During the Consulting Term, you will consult with and advise the officers and Board of Directors of Resolute, as requested by them, with respect to (i) executive level support for Resolute’s land development, (ii) acquisition and divestiture efforts, (iii) the training and transition of Bill Alleman into the position of Vice President, Land, (iv) the executive search process and hiring of an Acquisitions and Divestitures executive, and (v) any other matters involving Resolute’s business and affairs as requested by the CEO or President (the “Consulting Services”).
Your status while performing services under this Letter Agreement will be that of an independent contractor and not that of an employee of Resolute.
No income tax or payroll tax will be withheld or paid by the Company on your behalf for any payment under this Agreement, except as may be required by law for payments to independent contractors. You will be responsible for payment of your estimated federal, state and local income taxes, self-employment taxes, social security taxes and any other taxes, fees and withholdings that may accrue relative to your compensation hereunder. You must obtain and keep current, at your own expense, all permits, certificates, and licenses necessary for you to perform the Consulting Services, if any. As of June 1, 2010, you will not be able to participate in Resolute’s employee benefit plans, including, without limitation, participation in the Company’s 401(k) Plan.

THINGS TO DO>
a. In the letter agreement, as of what date can you no longer participate in Resolute's employee benefit plans?
b. Reproduce the portion of the letter agreement between "No income tax" and "Company’s 401(k) Plan.", inclusive.
The rows that follow have no connection to the letter agreement.

PROVIDED MATERIAL>
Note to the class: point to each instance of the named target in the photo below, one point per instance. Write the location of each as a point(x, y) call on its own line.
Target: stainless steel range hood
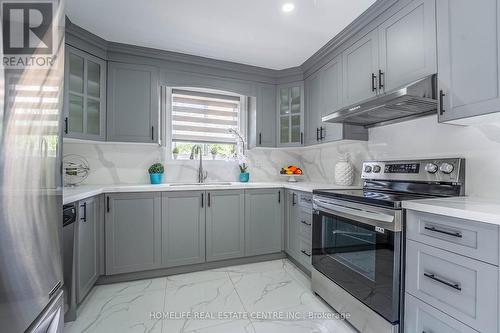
point(414, 100)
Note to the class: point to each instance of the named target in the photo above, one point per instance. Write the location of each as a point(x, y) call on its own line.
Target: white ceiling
point(254, 32)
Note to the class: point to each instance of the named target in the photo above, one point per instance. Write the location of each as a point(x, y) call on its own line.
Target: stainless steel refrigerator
point(31, 297)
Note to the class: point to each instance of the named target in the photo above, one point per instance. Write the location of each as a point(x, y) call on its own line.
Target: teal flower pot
point(244, 177)
point(156, 178)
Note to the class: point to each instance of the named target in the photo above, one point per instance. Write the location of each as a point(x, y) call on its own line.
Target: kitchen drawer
point(305, 200)
point(471, 239)
point(464, 288)
point(305, 224)
point(421, 317)
point(305, 250)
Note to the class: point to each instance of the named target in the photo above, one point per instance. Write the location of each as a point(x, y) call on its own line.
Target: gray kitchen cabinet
point(87, 247)
point(468, 58)
point(360, 64)
point(183, 228)
point(133, 232)
point(225, 224)
point(85, 96)
point(263, 221)
point(133, 103)
point(407, 43)
point(290, 105)
point(266, 116)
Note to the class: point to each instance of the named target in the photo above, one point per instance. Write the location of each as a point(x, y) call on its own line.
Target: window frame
point(167, 104)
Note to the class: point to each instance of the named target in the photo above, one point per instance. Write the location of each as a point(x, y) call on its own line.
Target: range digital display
point(402, 168)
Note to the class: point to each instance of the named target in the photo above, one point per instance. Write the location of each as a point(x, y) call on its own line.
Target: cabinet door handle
point(374, 82)
point(449, 233)
point(84, 218)
point(305, 252)
point(381, 76)
point(446, 283)
point(441, 102)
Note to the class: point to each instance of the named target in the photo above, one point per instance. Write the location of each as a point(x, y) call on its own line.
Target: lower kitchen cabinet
point(87, 247)
point(183, 228)
point(133, 237)
point(225, 224)
point(263, 221)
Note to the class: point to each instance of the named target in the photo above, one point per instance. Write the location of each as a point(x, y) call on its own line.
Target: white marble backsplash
point(421, 138)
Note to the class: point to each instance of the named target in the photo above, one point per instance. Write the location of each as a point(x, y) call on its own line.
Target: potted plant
point(244, 175)
point(156, 173)
point(214, 150)
point(175, 152)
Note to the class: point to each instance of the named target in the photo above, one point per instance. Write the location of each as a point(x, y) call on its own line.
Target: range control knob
point(431, 168)
point(446, 168)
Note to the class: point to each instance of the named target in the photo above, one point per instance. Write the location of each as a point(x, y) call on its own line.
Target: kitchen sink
point(201, 184)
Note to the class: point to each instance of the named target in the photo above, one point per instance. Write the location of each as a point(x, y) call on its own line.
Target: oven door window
point(361, 260)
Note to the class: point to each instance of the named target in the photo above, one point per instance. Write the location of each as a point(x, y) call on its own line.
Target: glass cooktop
point(378, 198)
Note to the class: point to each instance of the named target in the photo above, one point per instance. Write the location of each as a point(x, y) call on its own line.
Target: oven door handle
point(354, 213)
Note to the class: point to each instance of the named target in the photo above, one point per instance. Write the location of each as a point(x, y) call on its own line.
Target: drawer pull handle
point(449, 284)
point(304, 252)
point(449, 233)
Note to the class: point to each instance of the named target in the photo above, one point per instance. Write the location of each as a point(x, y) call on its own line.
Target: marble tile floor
point(227, 300)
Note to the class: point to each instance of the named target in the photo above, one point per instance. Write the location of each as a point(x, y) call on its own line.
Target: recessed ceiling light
point(288, 7)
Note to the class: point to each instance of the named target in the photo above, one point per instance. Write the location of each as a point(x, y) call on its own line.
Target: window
point(205, 118)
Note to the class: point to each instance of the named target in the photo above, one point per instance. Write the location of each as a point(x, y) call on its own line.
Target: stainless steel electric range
point(358, 242)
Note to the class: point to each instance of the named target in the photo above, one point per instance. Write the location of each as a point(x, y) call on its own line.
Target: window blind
point(204, 117)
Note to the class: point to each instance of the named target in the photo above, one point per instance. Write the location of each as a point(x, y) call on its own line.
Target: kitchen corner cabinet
point(87, 247)
point(266, 116)
point(133, 232)
point(183, 228)
point(85, 96)
point(263, 221)
point(133, 110)
point(225, 224)
point(290, 105)
point(468, 58)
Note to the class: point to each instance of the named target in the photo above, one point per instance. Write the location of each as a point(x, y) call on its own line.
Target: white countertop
point(470, 208)
point(72, 194)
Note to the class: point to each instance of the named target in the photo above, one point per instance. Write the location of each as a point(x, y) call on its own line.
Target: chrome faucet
point(202, 175)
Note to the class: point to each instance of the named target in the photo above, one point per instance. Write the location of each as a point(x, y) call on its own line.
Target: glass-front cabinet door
point(291, 114)
point(85, 102)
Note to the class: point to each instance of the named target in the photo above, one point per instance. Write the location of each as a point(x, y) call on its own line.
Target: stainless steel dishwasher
point(69, 224)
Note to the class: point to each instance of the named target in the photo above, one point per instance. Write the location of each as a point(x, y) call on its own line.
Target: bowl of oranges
point(292, 172)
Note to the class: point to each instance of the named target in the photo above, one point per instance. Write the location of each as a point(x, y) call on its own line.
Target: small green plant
point(156, 168)
point(243, 167)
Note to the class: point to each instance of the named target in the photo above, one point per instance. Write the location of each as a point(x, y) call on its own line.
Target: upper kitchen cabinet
point(85, 96)
point(290, 114)
point(360, 65)
point(407, 44)
point(323, 92)
point(266, 116)
point(133, 103)
point(468, 58)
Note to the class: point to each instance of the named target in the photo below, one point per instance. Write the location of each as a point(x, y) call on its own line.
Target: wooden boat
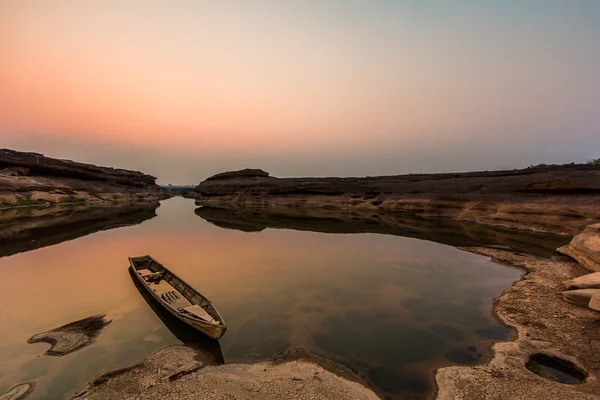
point(177, 297)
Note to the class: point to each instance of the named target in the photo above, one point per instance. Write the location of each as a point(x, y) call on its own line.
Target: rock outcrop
point(31, 179)
point(585, 247)
point(71, 337)
point(545, 325)
point(24, 229)
point(561, 199)
point(175, 373)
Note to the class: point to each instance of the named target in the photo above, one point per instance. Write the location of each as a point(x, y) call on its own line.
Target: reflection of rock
point(559, 199)
point(208, 349)
point(71, 337)
point(585, 248)
point(24, 229)
point(174, 372)
point(31, 179)
point(441, 230)
point(545, 325)
point(19, 392)
point(589, 281)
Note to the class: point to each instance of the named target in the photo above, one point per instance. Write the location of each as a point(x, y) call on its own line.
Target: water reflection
point(26, 229)
point(441, 230)
point(392, 309)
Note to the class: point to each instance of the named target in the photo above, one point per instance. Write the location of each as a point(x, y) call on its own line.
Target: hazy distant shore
point(561, 199)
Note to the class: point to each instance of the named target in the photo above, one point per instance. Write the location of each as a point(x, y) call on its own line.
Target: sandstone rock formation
point(595, 301)
point(71, 337)
point(175, 373)
point(589, 281)
point(31, 179)
point(560, 199)
point(24, 229)
point(19, 392)
point(585, 247)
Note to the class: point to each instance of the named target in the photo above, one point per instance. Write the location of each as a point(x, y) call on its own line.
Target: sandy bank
point(545, 324)
point(175, 373)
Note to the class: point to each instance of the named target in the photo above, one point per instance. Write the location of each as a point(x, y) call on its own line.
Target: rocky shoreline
point(545, 325)
point(29, 228)
point(561, 200)
point(33, 180)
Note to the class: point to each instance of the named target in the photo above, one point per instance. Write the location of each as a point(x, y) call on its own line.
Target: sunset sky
point(185, 89)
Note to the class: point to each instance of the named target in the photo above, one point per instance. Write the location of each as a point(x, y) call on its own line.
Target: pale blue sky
point(185, 89)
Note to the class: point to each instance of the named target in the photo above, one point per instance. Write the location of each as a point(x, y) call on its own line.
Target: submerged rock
point(174, 372)
point(585, 248)
point(19, 392)
point(71, 337)
point(580, 297)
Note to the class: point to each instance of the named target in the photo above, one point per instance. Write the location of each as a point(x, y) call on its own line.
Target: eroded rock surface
point(545, 325)
point(174, 373)
point(71, 337)
point(31, 179)
point(555, 199)
point(589, 281)
point(19, 392)
point(579, 297)
point(24, 229)
point(585, 247)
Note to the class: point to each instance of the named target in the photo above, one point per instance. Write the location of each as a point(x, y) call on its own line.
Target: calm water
point(393, 309)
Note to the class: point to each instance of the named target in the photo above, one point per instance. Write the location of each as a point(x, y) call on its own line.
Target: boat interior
point(175, 293)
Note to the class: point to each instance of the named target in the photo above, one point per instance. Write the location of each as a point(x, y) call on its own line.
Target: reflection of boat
point(208, 348)
point(177, 297)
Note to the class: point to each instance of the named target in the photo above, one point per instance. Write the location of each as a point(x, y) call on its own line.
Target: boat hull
point(210, 330)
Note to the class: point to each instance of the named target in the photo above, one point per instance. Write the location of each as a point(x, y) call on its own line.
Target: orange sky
point(291, 84)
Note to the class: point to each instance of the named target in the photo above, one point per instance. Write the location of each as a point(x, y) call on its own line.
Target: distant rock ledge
point(32, 179)
point(556, 199)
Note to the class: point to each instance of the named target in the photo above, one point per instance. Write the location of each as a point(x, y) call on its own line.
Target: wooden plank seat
point(199, 312)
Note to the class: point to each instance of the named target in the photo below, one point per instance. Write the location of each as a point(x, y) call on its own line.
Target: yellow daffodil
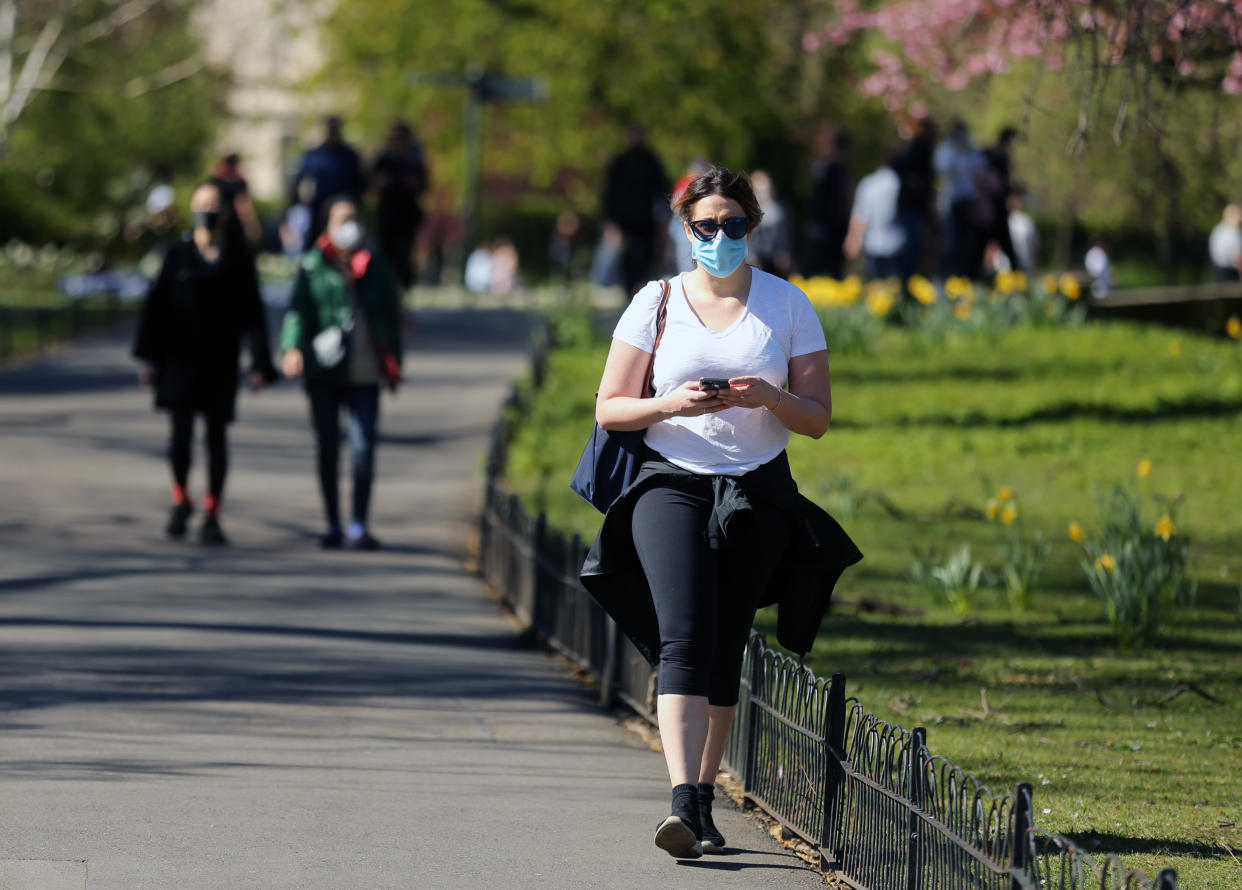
point(959, 287)
point(851, 289)
point(879, 298)
point(922, 289)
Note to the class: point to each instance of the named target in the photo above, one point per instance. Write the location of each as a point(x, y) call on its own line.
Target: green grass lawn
point(1133, 752)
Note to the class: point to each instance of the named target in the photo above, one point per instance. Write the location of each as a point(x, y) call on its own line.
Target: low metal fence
point(882, 811)
point(26, 329)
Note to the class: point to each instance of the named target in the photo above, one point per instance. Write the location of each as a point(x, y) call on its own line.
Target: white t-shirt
point(1225, 245)
point(776, 324)
point(876, 205)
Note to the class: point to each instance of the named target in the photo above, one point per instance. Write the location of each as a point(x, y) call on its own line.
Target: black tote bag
point(611, 459)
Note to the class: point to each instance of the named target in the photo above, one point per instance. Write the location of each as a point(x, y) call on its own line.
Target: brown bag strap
point(661, 314)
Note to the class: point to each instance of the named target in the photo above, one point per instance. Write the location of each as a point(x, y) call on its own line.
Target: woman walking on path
point(713, 526)
point(343, 333)
point(196, 313)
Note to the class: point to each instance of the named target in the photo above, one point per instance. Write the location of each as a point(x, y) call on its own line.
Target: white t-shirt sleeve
point(637, 323)
point(807, 332)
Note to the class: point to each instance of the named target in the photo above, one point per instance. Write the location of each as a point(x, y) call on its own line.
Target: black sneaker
point(713, 842)
point(363, 541)
point(179, 520)
point(678, 836)
point(211, 533)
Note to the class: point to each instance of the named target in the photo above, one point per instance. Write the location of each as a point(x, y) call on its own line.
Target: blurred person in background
point(829, 206)
point(771, 242)
point(335, 170)
point(874, 230)
point(635, 200)
point(1225, 245)
point(203, 304)
point(235, 197)
point(915, 201)
point(1000, 189)
point(400, 178)
point(343, 333)
point(1024, 235)
point(682, 258)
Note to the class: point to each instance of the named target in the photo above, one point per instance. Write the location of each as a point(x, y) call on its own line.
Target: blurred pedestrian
point(1225, 245)
point(771, 242)
point(400, 178)
point(203, 304)
point(335, 170)
point(563, 245)
point(635, 200)
point(915, 201)
point(1022, 233)
point(713, 526)
point(1099, 268)
point(236, 202)
point(1000, 188)
point(830, 205)
point(343, 334)
point(874, 230)
point(964, 207)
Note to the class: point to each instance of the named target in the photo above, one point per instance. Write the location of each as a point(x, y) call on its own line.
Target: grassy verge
point(1134, 752)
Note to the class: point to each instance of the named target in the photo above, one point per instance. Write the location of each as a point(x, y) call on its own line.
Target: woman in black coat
point(196, 313)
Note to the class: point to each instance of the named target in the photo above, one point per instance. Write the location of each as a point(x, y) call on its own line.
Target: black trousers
point(181, 443)
point(706, 600)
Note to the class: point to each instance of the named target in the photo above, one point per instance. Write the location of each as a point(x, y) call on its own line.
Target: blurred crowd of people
point(935, 206)
point(342, 333)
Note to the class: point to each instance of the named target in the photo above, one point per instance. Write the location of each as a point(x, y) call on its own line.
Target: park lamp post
point(481, 87)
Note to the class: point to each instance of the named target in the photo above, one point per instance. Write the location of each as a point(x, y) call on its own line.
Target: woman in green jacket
point(343, 334)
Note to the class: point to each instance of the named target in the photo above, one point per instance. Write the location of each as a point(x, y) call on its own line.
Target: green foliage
point(723, 78)
point(1022, 561)
point(1132, 764)
point(81, 158)
point(1137, 567)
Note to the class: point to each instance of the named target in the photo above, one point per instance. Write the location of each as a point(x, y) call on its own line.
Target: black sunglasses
point(734, 227)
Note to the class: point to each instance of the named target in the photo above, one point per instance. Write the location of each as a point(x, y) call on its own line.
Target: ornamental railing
point(881, 811)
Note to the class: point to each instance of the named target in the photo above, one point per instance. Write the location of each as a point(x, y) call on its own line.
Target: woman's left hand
point(748, 392)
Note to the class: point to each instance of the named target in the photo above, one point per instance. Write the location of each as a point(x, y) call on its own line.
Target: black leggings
point(217, 448)
point(706, 598)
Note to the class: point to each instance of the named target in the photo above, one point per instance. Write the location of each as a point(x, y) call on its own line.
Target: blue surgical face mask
point(720, 256)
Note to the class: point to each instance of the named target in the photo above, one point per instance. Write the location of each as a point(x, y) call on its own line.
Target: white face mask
point(347, 236)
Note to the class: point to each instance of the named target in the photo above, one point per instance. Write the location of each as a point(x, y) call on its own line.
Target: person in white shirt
point(1225, 245)
point(1024, 235)
point(714, 512)
point(874, 229)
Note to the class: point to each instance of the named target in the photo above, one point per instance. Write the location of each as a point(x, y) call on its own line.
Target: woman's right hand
point(689, 400)
point(292, 364)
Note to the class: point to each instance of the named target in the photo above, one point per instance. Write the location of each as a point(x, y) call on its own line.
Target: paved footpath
point(275, 716)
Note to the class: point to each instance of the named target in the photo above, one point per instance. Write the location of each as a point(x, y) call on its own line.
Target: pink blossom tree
point(923, 45)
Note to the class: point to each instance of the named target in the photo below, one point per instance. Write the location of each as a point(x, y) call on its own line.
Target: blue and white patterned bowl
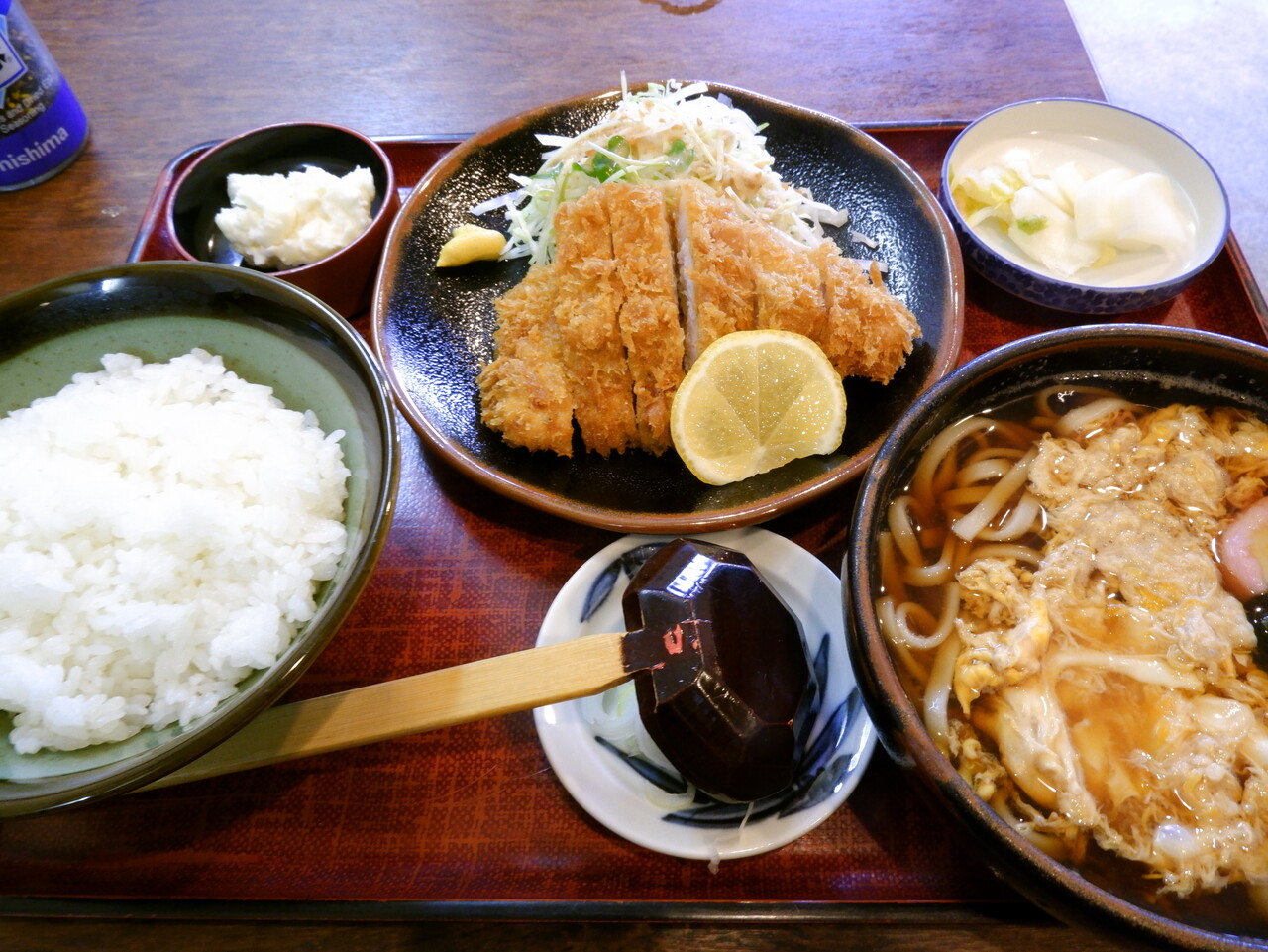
point(1091, 131)
point(629, 788)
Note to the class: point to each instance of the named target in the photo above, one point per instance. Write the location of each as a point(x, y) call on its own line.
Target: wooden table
point(158, 77)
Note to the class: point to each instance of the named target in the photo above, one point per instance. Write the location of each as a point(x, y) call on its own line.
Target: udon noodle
point(1053, 599)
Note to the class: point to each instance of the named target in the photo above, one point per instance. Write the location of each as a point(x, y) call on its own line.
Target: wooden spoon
point(720, 665)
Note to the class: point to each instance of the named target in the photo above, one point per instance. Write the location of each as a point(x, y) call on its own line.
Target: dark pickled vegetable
point(723, 679)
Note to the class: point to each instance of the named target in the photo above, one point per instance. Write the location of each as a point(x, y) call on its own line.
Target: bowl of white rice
point(198, 468)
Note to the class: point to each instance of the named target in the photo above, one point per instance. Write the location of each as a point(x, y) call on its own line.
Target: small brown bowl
point(344, 279)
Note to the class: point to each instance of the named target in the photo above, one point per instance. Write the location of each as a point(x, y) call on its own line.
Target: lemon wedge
point(755, 401)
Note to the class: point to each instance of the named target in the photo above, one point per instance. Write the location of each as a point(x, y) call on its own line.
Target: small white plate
point(615, 789)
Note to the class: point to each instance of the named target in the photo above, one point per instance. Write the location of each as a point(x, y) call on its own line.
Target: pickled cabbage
point(1069, 220)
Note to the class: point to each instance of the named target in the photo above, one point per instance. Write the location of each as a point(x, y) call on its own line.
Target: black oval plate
point(433, 329)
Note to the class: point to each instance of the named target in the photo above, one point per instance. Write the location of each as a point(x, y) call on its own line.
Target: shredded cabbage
point(670, 131)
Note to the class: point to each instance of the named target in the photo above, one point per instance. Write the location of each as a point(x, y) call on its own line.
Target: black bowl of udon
point(1053, 589)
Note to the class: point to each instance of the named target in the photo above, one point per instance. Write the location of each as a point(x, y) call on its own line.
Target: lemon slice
point(755, 401)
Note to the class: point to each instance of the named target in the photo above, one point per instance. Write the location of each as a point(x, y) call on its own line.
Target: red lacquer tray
point(470, 821)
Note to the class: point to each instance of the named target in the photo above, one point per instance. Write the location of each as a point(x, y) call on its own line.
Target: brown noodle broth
point(935, 499)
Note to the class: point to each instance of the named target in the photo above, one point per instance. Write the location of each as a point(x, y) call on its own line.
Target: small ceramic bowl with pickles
point(1082, 207)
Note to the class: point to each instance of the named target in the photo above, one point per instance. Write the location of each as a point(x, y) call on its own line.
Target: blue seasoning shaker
point(42, 125)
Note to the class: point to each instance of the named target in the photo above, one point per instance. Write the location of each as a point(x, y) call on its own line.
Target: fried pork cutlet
point(601, 336)
point(648, 316)
point(587, 303)
point(715, 279)
point(787, 282)
point(525, 390)
point(870, 331)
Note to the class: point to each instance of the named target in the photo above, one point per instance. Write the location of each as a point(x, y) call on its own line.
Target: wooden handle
point(412, 705)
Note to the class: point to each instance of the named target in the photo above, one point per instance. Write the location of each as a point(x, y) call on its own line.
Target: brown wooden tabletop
point(158, 78)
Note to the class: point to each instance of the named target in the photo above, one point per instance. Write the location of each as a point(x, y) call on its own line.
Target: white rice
point(162, 527)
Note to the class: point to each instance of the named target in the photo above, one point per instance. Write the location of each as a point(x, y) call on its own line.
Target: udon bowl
point(269, 332)
point(1158, 364)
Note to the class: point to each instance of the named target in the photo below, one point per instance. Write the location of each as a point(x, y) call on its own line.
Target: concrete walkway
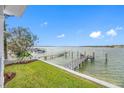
point(104, 83)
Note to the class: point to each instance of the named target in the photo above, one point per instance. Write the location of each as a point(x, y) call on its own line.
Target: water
point(111, 71)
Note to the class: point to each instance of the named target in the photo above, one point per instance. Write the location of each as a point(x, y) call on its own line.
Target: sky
point(73, 25)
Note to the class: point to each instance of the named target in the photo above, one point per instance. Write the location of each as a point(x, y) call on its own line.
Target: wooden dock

SOLUTIONS FOR EACH TASK>
a. June 1, 2010.

b.
No income tax or payroll tax will be withheld or paid by the Company on your behalf for any payment under this Agreement, except as may be required by law for payments to independent contractors. You will be responsible for payment of your estimated federal, state and local income taxes, self-employment taxes, social security taxes and any other taxes, fees and withholdings that may accrue relative to your compensation hereunder. You must obtain and keep current, at your own expense, all permits, certificates, and licenses necessary for you to perform the Consulting Services, if any. As of June 1, 2010, you will not be able to participate in Resolute’s employee benefit plans, including, without limitation, participation in the Company’s 401(k) Plan.